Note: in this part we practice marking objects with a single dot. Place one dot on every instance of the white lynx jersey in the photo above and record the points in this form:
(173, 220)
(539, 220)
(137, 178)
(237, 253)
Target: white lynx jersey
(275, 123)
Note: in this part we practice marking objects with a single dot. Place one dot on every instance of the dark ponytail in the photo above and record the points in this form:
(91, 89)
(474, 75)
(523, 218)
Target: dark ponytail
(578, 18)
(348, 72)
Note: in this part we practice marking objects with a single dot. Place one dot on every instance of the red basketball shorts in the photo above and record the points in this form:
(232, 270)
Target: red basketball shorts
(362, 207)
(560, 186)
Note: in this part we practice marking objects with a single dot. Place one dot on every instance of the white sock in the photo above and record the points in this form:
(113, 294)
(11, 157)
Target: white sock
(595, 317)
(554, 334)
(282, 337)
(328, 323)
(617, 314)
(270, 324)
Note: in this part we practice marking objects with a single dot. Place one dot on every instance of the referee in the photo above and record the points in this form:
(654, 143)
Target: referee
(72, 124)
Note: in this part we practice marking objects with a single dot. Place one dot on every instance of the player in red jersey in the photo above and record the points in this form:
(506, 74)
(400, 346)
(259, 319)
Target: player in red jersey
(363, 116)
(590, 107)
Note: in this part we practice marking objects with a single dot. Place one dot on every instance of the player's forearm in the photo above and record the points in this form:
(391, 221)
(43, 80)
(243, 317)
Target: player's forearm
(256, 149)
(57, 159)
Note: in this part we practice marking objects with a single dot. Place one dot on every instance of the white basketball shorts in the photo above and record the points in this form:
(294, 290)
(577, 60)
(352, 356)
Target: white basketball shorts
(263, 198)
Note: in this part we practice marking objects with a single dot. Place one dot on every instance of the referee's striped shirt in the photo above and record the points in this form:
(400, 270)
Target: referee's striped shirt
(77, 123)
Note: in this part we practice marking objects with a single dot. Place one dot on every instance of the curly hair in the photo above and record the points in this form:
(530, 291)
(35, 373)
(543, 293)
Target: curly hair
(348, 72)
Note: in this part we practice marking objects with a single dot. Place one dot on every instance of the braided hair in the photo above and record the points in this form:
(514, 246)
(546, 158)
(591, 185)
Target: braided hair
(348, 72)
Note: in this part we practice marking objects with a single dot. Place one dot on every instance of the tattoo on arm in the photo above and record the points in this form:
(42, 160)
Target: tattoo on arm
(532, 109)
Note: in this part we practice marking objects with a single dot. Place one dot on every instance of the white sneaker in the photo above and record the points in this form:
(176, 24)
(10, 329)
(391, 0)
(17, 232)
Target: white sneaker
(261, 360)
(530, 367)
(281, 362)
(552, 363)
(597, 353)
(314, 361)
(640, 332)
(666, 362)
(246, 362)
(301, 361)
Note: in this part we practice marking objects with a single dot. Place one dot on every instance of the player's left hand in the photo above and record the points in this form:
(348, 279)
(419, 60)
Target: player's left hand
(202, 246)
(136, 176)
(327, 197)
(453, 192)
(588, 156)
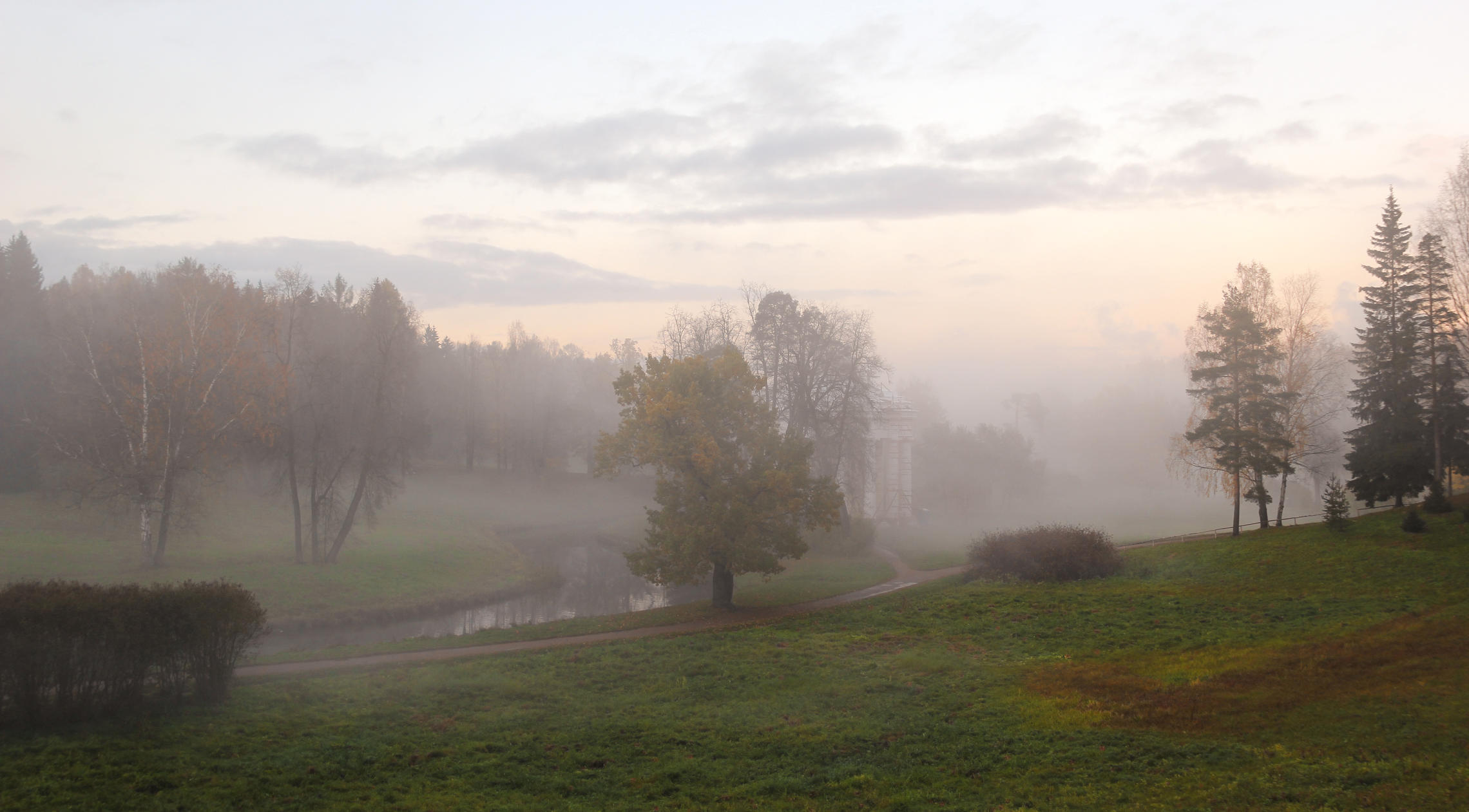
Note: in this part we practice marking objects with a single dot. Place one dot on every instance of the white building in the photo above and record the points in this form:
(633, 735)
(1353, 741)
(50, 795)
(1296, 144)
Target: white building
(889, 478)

════════════════════

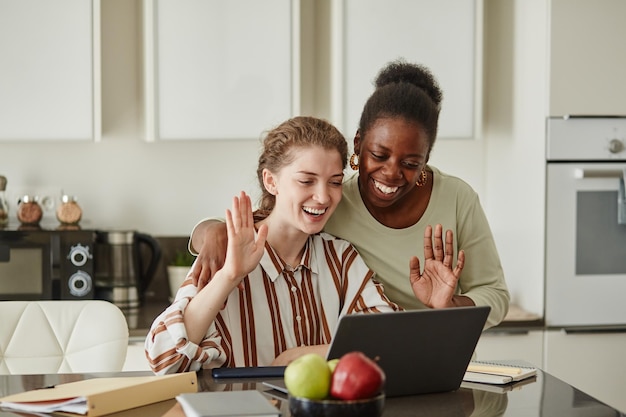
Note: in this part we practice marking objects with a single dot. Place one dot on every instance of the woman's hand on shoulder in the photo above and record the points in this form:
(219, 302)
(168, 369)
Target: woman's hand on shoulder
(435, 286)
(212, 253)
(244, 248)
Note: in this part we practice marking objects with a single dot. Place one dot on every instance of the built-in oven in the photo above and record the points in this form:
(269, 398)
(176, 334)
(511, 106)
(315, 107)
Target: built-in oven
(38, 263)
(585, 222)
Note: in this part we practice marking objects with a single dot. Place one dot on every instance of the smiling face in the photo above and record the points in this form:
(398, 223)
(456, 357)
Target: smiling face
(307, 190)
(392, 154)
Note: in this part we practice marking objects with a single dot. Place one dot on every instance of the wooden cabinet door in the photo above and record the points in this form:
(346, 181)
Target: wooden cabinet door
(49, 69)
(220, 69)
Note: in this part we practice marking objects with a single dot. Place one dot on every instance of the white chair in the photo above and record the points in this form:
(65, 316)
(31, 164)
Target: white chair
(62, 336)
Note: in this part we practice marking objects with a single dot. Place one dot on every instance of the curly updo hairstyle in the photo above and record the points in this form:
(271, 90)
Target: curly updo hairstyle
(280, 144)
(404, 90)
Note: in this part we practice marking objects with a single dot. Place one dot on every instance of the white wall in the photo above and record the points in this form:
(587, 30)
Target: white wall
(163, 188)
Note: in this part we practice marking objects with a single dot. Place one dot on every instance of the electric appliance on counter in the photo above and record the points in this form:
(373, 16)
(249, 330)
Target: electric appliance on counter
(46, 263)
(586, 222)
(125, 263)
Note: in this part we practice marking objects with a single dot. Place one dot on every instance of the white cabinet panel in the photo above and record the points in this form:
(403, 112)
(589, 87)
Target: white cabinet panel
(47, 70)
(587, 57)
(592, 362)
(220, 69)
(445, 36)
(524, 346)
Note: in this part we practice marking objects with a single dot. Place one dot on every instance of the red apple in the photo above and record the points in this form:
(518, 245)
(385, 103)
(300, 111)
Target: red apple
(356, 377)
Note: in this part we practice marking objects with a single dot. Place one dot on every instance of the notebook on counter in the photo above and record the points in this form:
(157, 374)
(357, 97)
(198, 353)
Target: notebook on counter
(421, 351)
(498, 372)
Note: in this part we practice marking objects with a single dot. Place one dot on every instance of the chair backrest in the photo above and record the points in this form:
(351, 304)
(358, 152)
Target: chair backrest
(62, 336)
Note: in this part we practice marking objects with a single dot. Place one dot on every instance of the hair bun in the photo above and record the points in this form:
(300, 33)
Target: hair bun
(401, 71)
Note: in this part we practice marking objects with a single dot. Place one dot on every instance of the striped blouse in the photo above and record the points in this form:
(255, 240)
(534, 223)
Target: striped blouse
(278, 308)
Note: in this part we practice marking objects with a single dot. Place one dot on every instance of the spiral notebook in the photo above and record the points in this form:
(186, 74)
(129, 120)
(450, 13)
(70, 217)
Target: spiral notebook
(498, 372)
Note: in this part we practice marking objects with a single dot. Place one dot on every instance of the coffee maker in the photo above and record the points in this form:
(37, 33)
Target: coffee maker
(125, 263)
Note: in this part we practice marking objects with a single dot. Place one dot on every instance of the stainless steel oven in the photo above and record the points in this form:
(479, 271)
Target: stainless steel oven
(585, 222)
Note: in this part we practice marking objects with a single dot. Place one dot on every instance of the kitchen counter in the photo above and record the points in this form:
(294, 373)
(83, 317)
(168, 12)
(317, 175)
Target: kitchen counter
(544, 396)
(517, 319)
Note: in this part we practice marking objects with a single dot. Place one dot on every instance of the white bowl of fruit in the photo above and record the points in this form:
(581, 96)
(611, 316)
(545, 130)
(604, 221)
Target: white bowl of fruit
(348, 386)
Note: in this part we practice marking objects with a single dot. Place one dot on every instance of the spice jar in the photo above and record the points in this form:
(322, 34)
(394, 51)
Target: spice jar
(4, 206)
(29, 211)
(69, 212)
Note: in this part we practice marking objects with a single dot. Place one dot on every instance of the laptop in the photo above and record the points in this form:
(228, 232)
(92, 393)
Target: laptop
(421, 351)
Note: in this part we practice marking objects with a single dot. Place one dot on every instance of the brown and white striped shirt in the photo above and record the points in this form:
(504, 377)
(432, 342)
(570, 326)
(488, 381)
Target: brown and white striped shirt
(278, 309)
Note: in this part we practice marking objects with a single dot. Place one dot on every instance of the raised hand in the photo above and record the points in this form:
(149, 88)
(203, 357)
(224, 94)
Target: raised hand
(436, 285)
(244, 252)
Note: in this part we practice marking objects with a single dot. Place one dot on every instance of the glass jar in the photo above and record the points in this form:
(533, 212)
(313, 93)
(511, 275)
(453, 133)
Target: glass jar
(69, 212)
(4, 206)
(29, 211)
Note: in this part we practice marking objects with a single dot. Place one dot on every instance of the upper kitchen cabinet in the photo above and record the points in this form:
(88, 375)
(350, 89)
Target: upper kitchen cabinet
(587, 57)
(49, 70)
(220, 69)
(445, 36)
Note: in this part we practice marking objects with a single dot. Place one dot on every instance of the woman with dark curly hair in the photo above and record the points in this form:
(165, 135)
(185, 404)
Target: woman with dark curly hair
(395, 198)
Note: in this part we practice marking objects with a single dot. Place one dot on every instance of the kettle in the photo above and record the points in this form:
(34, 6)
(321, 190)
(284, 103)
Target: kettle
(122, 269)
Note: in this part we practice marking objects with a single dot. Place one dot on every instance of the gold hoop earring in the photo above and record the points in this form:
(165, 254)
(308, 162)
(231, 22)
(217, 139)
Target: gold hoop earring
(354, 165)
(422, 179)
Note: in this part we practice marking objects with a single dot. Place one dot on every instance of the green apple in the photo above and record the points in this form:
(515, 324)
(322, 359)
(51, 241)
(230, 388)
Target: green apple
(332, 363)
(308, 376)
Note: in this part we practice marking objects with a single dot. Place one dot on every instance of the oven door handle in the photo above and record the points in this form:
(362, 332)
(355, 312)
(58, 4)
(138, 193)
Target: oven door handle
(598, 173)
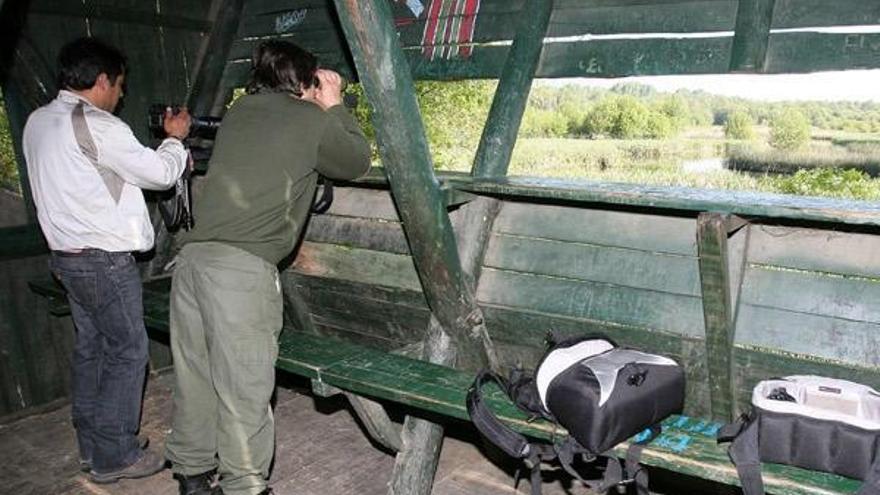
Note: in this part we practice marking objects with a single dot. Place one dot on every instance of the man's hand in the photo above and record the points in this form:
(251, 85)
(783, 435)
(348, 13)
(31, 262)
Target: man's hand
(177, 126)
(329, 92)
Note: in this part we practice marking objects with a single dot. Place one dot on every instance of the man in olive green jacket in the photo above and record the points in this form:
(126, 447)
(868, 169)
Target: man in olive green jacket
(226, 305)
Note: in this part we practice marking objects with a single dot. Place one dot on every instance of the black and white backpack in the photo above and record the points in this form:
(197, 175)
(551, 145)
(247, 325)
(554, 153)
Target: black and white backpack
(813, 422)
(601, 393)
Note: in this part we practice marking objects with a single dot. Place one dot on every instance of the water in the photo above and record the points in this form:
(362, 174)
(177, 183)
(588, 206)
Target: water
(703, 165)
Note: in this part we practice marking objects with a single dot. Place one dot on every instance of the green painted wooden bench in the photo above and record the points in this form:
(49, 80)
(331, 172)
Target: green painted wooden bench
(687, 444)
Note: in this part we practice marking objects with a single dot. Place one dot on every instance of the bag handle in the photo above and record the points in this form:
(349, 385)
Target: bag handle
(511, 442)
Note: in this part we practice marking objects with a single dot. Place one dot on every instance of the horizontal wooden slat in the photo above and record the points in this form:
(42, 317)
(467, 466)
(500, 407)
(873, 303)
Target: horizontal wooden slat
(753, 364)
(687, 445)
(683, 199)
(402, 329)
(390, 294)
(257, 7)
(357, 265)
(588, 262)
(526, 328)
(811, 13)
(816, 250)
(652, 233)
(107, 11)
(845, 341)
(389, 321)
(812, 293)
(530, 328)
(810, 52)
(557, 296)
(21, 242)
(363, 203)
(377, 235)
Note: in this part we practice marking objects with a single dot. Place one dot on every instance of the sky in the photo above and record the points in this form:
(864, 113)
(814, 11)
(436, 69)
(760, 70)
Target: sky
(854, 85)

════════════════════

Problem statement — Exactly the lines above from the one with "Target: electric appliance on counter" to the one with "of the chair", both included, are to be quoted; leave the rest out.

Output —
Target: electric appliance on counter
(46, 263)
(586, 222)
(125, 263)
Note: in this part we practice marking objects with a single dot. Place one dot on every instance of the white cabinet panel in the photo above and record the points in this form:
(403, 112)
(589, 87)
Target: white cabinet panel
(47, 70)
(587, 57)
(592, 362)
(220, 69)
(445, 36)
(524, 346)
Note: in this part we practice marking objects with a single dot. Place one dot on every instance of the red apple in the photo above and record the points in this form:
(518, 245)
(385, 103)
(300, 111)
Target: red apple
(356, 377)
Note: in this part we practice marking objects with a single dot. Place one dot on every instance of the notebook on counter in the photo above and record the points in this form:
(157, 374)
(357, 97)
(198, 353)
Target: notebook on counter
(421, 351)
(498, 372)
Note: in this part we practice marking objects with a single dot. Place one dot on every instance of the chair backrest in the photo above and record the points in this form:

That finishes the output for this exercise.